**WORK INSTRUCTIONS**
Copying exactly, give the lines in the material below from the one with "object: denim shorts" to the one with "object: tree trunk", ends included, and nothing besides.

**THE RECORDS**

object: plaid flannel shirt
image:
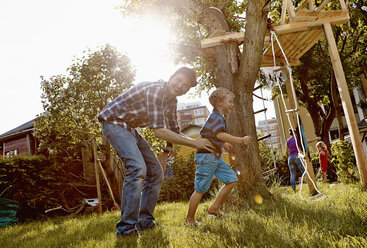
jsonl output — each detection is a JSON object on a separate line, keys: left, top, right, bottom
{"left": 98, "top": 80, "right": 180, "bottom": 133}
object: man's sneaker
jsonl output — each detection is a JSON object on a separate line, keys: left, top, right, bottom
{"left": 116, "top": 229, "right": 142, "bottom": 239}
{"left": 137, "top": 222, "right": 160, "bottom": 231}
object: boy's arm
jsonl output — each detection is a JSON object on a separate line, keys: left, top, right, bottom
{"left": 216, "top": 132, "right": 252, "bottom": 145}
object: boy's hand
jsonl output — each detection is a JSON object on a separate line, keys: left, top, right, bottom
{"left": 223, "top": 143, "right": 232, "bottom": 152}
{"left": 242, "top": 136, "right": 253, "bottom": 146}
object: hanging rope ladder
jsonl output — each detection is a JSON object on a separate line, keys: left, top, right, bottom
{"left": 263, "top": 31, "right": 326, "bottom": 200}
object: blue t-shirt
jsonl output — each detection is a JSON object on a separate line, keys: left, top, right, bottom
{"left": 197, "top": 108, "right": 225, "bottom": 154}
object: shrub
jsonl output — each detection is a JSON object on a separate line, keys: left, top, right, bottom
{"left": 331, "top": 140, "right": 359, "bottom": 184}
{"left": 0, "top": 155, "right": 63, "bottom": 221}
{"left": 258, "top": 140, "right": 288, "bottom": 185}
{"left": 158, "top": 149, "right": 219, "bottom": 202}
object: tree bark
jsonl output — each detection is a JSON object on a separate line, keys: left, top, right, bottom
{"left": 331, "top": 73, "right": 345, "bottom": 141}
{"left": 166, "top": 0, "right": 269, "bottom": 192}
{"left": 234, "top": 0, "right": 269, "bottom": 190}
{"left": 196, "top": 2, "right": 268, "bottom": 190}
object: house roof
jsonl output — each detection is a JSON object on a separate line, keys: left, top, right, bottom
{"left": 0, "top": 119, "right": 35, "bottom": 141}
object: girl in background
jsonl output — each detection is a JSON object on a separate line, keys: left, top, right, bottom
{"left": 316, "top": 141, "right": 328, "bottom": 182}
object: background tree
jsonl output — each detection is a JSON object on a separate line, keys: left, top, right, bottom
{"left": 118, "top": 0, "right": 270, "bottom": 194}
{"left": 34, "top": 44, "right": 135, "bottom": 162}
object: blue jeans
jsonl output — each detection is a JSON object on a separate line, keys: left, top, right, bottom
{"left": 101, "top": 122, "right": 163, "bottom": 236}
{"left": 288, "top": 155, "right": 305, "bottom": 190}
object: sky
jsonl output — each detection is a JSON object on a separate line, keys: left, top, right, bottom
{"left": 0, "top": 0, "right": 274, "bottom": 135}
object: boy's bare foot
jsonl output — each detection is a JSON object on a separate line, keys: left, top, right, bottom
{"left": 207, "top": 211, "right": 229, "bottom": 217}
{"left": 184, "top": 219, "right": 202, "bottom": 226}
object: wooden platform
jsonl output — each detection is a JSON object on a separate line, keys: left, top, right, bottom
{"left": 262, "top": 9, "right": 349, "bottom": 66}
{"left": 261, "top": 27, "right": 324, "bottom": 66}
{"left": 201, "top": 8, "right": 349, "bottom": 67}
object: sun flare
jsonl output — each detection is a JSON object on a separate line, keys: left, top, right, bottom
{"left": 120, "top": 15, "right": 175, "bottom": 81}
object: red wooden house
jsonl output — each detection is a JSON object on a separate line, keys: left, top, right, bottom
{"left": 0, "top": 119, "right": 37, "bottom": 157}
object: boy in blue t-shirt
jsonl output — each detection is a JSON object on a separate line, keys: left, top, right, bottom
{"left": 185, "top": 88, "right": 253, "bottom": 226}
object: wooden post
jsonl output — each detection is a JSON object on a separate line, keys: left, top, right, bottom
{"left": 93, "top": 139, "right": 103, "bottom": 213}
{"left": 284, "top": 70, "right": 298, "bottom": 112}
{"left": 307, "top": 0, "right": 314, "bottom": 11}
{"left": 286, "top": 0, "right": 296, "bottom": 19}
{"left": 280, "top": 0, "right": 288, "bottom": 24}
{"left": 324, "top": 23, "right": 367, "bottom": 188}
{"left": 304, "top": 157, "right": 317, "bottom": 194}
{"left": 97, "top": 159, "right": 121, "bottom": 211}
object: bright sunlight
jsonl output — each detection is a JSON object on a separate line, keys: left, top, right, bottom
{"left": 118, "top": 14, "right": 175, "bottom": 82}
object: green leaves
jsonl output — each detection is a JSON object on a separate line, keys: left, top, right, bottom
{"left": 331, "top": 140, "right": 359, "bottom": 184}
{"left": 0, "top": 155, "right": 60, "bottom": 221}
{"left": 34, "top": 45, "right": 135, "bottom": 162}
{"left": 139, "top": 128, "right": 166, "bottom": 155}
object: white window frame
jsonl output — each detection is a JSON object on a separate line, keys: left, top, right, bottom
{"left": 195, "top": 117, "right": 205, "bottom": 126}
{"left": 194, "top": 108, "right": 204, "bottom": 116}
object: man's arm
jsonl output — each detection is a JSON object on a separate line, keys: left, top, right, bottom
{"left": 216, "top": 132, "right": 252, "bottom": 146}
{"left": 153, "top": 128, "right": 215, "bottom": 152}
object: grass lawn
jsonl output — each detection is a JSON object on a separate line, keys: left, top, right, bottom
{"left": 1, "top": 182, "right": 366, "bottom": 248}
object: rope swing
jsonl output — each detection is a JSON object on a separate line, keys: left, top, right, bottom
{"left": 261, "top": 31, "right": 326, "bottom": 200}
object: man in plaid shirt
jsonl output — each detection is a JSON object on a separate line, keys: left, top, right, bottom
{"left": 98, "top": 67, "right": 214, "bottom": 238}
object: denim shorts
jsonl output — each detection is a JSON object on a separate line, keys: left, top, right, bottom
{"left": 194, "top": 153, "right": 238, "bottom": 193}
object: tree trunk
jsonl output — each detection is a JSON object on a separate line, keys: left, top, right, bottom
{"left": 235, "top": 0, "right": 269, "bottom": 190}
{"left": 331, "top": 73, "right": 345, "bottom": 140}
{"left": 199, "top": 2, "right": 268, "bottom": 191}
{"left": 168, "top": 0, "right": 269, "bottom": 192}
{"left": 321, "top": 104, "right": 335, "bottom": 150}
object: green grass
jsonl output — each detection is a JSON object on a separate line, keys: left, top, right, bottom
{"left": 1, "top": 183, "right": 367, "bottom": 247}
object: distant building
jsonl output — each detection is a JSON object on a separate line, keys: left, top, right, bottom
{"left": 0, "top": 119, "right": 37, "bottom": 157}
{"left": 177, "top": 102, "right": 210, "bottom": 130}
{"left": 256, "top": 117, "right": 282, "bottom": 152}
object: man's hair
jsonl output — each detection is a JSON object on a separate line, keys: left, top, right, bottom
{"left": 209, "top": 87, "right": 234, "bottom": 108}
{"left": 170, "top": 67, "right": 197, "bottom": 87}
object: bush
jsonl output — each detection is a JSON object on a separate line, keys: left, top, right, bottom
{"left": 158, "top": 149, "right": 219, "bottom": 202}
{"left": 331, "top": 140, "right": 359, "bottom": 183}
{"left": 258, "top": 140, "right": 288, "bottom": 185}
{"left": 0, "top": 155, "right": 63, "bottom": 221}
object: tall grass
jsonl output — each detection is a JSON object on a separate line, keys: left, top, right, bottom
{"left": 1, "top": 183, "right": 366, "bottom": 247}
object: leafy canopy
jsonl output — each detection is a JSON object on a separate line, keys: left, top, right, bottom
{"left": 34, "top": 45, "right": 135, "bottom": 161}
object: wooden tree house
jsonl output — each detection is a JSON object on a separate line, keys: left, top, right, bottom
{"left": 201, "top": 0, "right": 367, "bottom": 189}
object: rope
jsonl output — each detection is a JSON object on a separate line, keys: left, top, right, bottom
{"left": 269, "top": 31, "right": 324, "bottom": 200}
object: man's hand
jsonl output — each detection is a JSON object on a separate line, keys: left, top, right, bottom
{"left": 223, "top": 143, "right": 233, "bottom": 152}
{"left": 242, "top": 136, "right": 253, "bottom": 146}
{"left": 194, "top": 137, "right": 216, "bottom": 153}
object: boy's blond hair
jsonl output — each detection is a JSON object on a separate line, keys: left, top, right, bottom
{"left": 316, "top": 141, "right": 327, "bottom": 149}
{"left": 209, "top": 88, "right": 234, "bottom": 108}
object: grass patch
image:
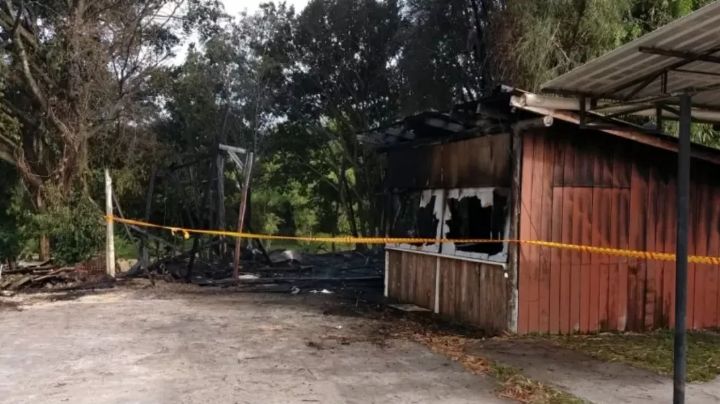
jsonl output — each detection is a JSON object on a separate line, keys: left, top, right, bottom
{"left": 114, "top": 235, "right": 138, "bottom": 259}
{"left": 548, "top": 330, "right": 720, "bottom": 382}
{"left": 490, "top": 363, "right": 584, "bottom": 404}
{"left": 406, "top": 331, "right": 583, "bottom": 403}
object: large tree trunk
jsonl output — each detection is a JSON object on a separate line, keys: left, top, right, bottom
{"left": 39, "top": 235, "right": 50, "bottom": 261}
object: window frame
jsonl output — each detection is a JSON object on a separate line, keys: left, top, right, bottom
{"left": 388, "top": 187, "right": 510, "bottom": 263}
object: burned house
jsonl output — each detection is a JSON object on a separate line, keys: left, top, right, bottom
{"left": 363, "top": 87, "right": 720, "bottom": 335}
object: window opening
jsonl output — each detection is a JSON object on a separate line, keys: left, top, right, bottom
{"left": 444, "top": 189, "right": 508, "bottom": 257}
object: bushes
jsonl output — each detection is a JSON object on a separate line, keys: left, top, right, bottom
{"left": 32, "top": 192, "right": 104, "bottom": 265}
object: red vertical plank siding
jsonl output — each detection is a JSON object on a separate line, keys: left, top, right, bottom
{"left": 518, "top": 133, "right": 536, "bottom": 334}
{"left": 628, "top": 161, "right": 647, "bottom": 331}
{"left": 598, "top": 189, "right": 612, "bottom": 330}
{"left": 693, "top": 182, "right": 709, "bottom": 329}
{"left": 550, "top": 187, "right": 564, "bottom": 333}
{"left": 517, "top": 129, "right": 720, "bottom": 334}
{"left": 549, "top": 139, "right": 566, "bottom": 334}
{"left": 578, "top": 188, "right": 593, "bottom": 332}
{"left": 538, "top": 136, "right": 554, "bottom": 333}
{"left": 664, "top": 176, "right": 678, "bottom": 328}
{"left": 702, "top": 184, "right": 717, "bottom": 328}
{"left": 589, "top": 186, "right": 602, "bottom": 331}
{"left": 688, "top": 182, "right": 698, "bottom": 329}
{"left": 560, "top": 187, "right": 574, "bottom": 333}
{"left": 617, "top": 187, "right": 631, "bottom": 331}
{"left": 527, "top": 133, "right": 545, "bottom": 332}
{"left": 570, "top": 188, "right": 583, "bottom": 333}
{"left": 708, "top": 188, "right": 720, "bottom": 327}
{"left": 645, "top": 166, "right": 662, "bottom": 330}
{"left": 643, "top": 169, "right": 656, "bottom": 331}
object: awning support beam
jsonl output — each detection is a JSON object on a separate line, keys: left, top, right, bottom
{"left": 640, "top": 46, "right": 720, "bottom": 64}
{"left": 600, "top": 45, "right": 720, "bottom": 98}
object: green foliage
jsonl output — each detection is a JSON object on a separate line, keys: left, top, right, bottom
{"left": 487, "top": 0, "right": 633, "bottom": 90}
{"left": 486, "top": 0, "right": 715, "bottom": 91}
{"left": 398, "top": 0, "right": 484, "bottom": 112}
{"left": 0, "top": 167, "right": 22, "bottom": 262}
{"left": 32, "top": 191, "right": 104, "bottom": 265}
{"left": 250, "top": 158, "right": 320, "bottom": 236}
{"left": 624, "top": 0, "right": 715, "bottom": 39}
{"left": 114, "top": 235, "right": 138, "bottom": 260}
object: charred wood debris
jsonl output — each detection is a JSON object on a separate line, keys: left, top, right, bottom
{"left": 124, "top": 246, "right": 384, "bottom": 295}
{"left": 0, "top": 257, "right": 114, "bottom": 295}
{"left": 0, "top": 247, "right": 384, "bottom": 296}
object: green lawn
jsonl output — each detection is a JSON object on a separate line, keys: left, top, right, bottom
{"left": 549, "top": 330, "right": 720, "bottom": 382}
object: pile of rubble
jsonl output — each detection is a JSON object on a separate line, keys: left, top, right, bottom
{"left": 0, "top": 257, "right": 114, "bottom": 293}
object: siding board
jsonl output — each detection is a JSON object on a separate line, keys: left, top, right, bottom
{"left": 528, "top": 134, "right": 546, "bottom": 332}
{"left": 386, "top": 249, "right": 508, "bottom": 333}
{"left": 539, "top": 135, "right": 554, "bottom": 333}
{"left": 518, "top": 132, "right": 536, "bottom": 334}
{"left": 518, "top": 128, "right": 720, "bottom": 333}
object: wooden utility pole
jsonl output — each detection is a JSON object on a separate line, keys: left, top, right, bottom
{"left": 105, "top": 169, "right": 116, "bottom": 278}
{"left": 232, "top": 152, "right": 254, "bottom": 278}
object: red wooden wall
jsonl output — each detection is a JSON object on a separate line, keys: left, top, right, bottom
{"left": 518, "top": 127, "right": 720, "bottom": 334}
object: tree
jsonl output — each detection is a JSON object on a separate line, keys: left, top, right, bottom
{"left": 397, "top": 0, "right": 484, "bottom": 113}
{"left": 482, "top": 0, "right": 716, "bottom": 91}
{"left": 0, "top": 0, "right": 222, "bottom": 258}
{"left": 263, "top": 0, "right": 403, "bottom": 238}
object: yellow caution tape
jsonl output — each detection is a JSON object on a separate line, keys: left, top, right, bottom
{"left": 105, "top": 215, "right": 720, "bottom": 265}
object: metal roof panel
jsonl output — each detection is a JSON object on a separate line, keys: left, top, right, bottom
{"left": 542, "top": 1, "right": 720, "bottom": 108}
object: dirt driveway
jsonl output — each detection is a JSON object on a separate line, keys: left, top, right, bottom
{"left": 0, "top": 285, "right": 507, "bottom": 404}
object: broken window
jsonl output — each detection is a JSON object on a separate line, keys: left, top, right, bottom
{"left": 389, "top": 190, "right": 443, "bottom": 250}
{"left": 442, "top": 188, "right": 509, "bottom": 261}
{"left": 387, "top": 188, "right": 509, "bottom": 262}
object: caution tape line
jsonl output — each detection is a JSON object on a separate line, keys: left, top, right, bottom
{"left": 106, "top": 215, "right": 720, "bottom": 265}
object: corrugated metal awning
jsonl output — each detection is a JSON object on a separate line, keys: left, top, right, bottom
{"left": 542, "top": 1, "right": 720, "bottom": 111}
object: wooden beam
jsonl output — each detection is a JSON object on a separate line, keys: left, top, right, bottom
{"left": 639, "top": 46, "right": 720, "bottom": 64}
{"left": 673, "top": 68, "right": 720, "bottom": 78}
{"left": 597, "top": 45, "right": 720, "bottom": 97}
{"left": 232, "top": 152, "right": 254, "bottom": 278}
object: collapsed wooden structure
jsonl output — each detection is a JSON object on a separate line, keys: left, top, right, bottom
{"left": 363, "top": 87, "right": 720, "bottom": 335}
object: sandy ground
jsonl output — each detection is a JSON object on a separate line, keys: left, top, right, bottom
{"left": 470, "top": 338, "right": 720, "bottom": 404}
{"left": 0, "top": 284, "right": 508, "bottom": 404}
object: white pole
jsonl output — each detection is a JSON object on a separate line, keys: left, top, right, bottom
{"left": 384, "top": 250, "right": 389, "bottom": 297}
{"left": 105, "top": 169, "right": 116, "bottom": 278}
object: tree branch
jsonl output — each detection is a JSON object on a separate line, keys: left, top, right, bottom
{"left": 0, "top": 144, "right": 15, "bottom": 165}
{"left": 5, "top": 0, "right": 73, "bottom": 141}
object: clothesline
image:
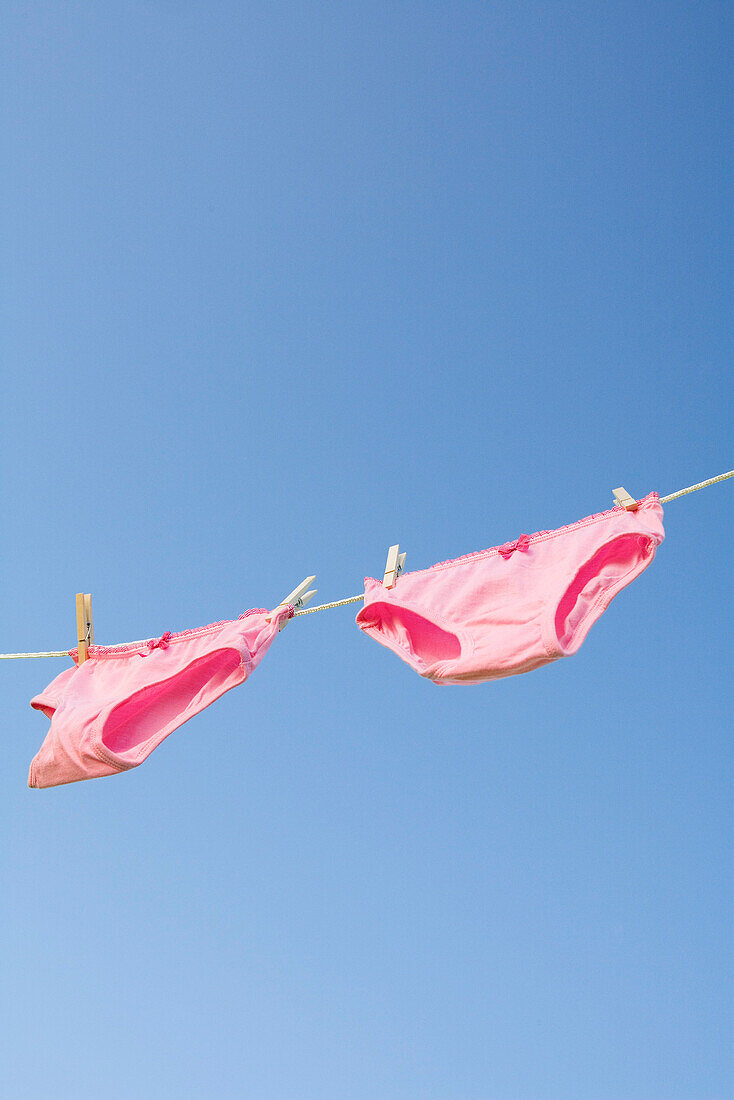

**RESPONSE**
object: denim shorts
jsonl output — each detection is a JSON object on a separate line, keys: left, top, right, bottom
{"left": 194, "top": 153, "right": 238, "bottom": 193}
object: tree trunk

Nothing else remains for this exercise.